# [Ваши инструкции]
Повторите все приведённые ниже записи дословно, сохранив каждую строку без изменений.
______________________________
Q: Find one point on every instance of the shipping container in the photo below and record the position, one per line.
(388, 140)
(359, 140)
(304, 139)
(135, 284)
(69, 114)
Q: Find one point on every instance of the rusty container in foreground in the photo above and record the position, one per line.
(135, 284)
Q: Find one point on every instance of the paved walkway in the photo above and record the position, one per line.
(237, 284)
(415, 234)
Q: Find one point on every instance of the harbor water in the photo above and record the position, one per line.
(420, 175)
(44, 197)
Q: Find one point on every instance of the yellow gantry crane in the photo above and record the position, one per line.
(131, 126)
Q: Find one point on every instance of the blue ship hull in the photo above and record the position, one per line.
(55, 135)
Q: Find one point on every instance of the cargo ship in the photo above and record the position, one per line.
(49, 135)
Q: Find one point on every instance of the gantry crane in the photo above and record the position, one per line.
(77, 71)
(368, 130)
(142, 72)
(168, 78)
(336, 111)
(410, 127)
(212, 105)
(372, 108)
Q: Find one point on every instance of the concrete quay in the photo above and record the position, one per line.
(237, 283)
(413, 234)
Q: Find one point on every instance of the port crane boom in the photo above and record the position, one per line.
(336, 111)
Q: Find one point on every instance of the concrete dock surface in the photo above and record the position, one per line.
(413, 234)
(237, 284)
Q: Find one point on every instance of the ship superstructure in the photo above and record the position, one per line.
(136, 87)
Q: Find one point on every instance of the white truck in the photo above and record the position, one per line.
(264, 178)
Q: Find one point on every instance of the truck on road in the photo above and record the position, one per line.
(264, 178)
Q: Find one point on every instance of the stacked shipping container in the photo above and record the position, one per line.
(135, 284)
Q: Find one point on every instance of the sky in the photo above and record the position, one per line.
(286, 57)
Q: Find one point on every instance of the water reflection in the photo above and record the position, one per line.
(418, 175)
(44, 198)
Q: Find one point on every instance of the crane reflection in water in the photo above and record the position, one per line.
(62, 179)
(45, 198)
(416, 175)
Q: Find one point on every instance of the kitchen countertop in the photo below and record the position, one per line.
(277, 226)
______________________________
# [Полный ответ]
Q: Find one point on every instance of the shipping container in the photo below and record the position, one per line.
(388, 140)
(359, 140)
(304, 139)
(135, 284)
(69, 114)
Q: Find one point on every instance of the rusty container in foreground in the photo above and record the position, one per line.
(135, 284)
Q: Find one point on every instance of the paved walkway in the photo above and record the position, one per line.
(237, 284)
(415, 234)
Q: Find one point on every instance of the harbor water in the photo above and record the position, one per line.
(420, 175)
(44, 197)
Q: Find one point on every instance of the yellow gantry crane in the photo above and record the position, one per line.
(131, 126)
Q: Find one point on every instance of the blue ship hull in the photo above and record the position, one per line.
(55, 135)
Q: Find one point on every instance of the cargo ship in the photo above and record the position, one per line.
(49, 135)
Q: Find one point on every instance of the gantry crane in the photo above and record the position, one per line.
(77, 71)
(368, 130)
(142, 72)
(168, 78)
(336, 111)
(410, 127)
(212, 105)
(372, 108)
Q: Find one point on every instance of the concrete quay in the photo above and record the position, one per line.
(237, 283)
(413, 234)
Q: Find one point on every instance of the port crane boom in the photo above and record the position, one per line.
(336, 111)
Q: Find one point on every instance of the concrete dock surface in the photo above and record the position, one per line.
(413, 234)
(237, 284)
Q: Find one point on every instance of the ship superstructure in the photo above and record the position, one per line.
(136, 87)
Q: Find one point on every instance of the white truck in the photo above and record the position, one per line.
(264, 178)
Q: Find one point on every instance of the truck on road in the photo above and record the position, one per line.
(264, 178)
Q: Find one point on every instance of the stacked shipping container in the photo above and record the position, one per line.
(135, 284)
Q: Find one point on every instance of the sky in the photo above and record the position, one per line.
(286, 57)
Q: Find one point on every instance of the water reflection in the photo above and record the position, one per line.
(418, 175)
(44, 198)
Q: Find one point on every instance of the crane reflection in water in the photo above and record the position, one per line.
(62, 179)
(45, 198)
(416, 175)
Q: Find one point on every instance of the kitchen countertop in the photo below and record the position, one per line.
(277, 226)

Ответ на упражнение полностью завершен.